SHORT EXERCISE >> Can you reproduce every one of the records below word for word, omitting the pictures?

(Segmentation annotation records)

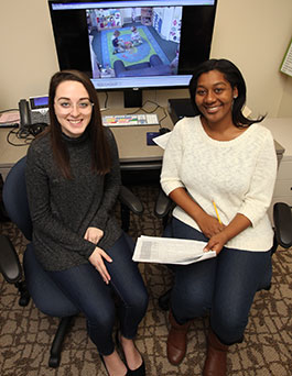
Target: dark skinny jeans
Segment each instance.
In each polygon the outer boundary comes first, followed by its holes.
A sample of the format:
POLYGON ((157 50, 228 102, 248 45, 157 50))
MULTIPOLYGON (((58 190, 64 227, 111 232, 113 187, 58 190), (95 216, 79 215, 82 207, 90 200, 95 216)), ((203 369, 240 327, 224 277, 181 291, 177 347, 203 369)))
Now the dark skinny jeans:
MULTIPOLYGON (((165 236, 208 241, 175 218, 165 236)), ((255 295, 271 281, 271 251, 224 247, 217 257, 171 268, 175 276, 171 308, 177 322, 209 312, 210 327, 224 344, 241 342, 255 295)))
POLYGON ((115 350, 112 329, 116 306, 112 289, 120 300, 120 331, 127 339, 136 336, 148 306, 148 292, 138 265, 132 261, 132 250, 126 235, 122 234, 107 253, 112 258, 112 263, 105 262, 111 277, 109 285, 89 263, 66 270, 47 272, 85 314, 89 338, 102 355, 110 355, 115 350))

TASK RESPONSE >>
Target: dark skinny jeans
Segment each instance.
In each polygon the outer boundary comes first, followed by its holes.
A sample of the format:
POLYGON ((157 50, 228 102, 248 45, 157 50))
MULTIPOLYGON (((58 190, 64 227, 111 232, 113 187, 58 190), (95 216, 79 215, 82 207, 90 200, 95 216)), ((203 369, 240 327, 224 277, 181 291, 177 347, 203 369)))
Now the dark skinny jeans:
MULTIPOLYGON (((165 236, 208 241, 175 218, 165 236)), ((255 295, 271 281, 271 251, 224 247, 217 257, 171 268, 175 276, 171 308, 177 322, 209 312, 210 327, 224 344, 241 342, 255 295)))
POLYGON ((115 350, 112 329, 116 306, 112 289, 120 300, 120 331, 127 339, 136 336, 148 306, 148 292, 138 265, 132 261, 132 250, 126 235, 122 234, 107 253, 112 258, 112 263, 105 262, 111 277, 109 285, 89 263, 66 270, 47 272, 85 314, 89 338, 102 355, 110 355, 115 350))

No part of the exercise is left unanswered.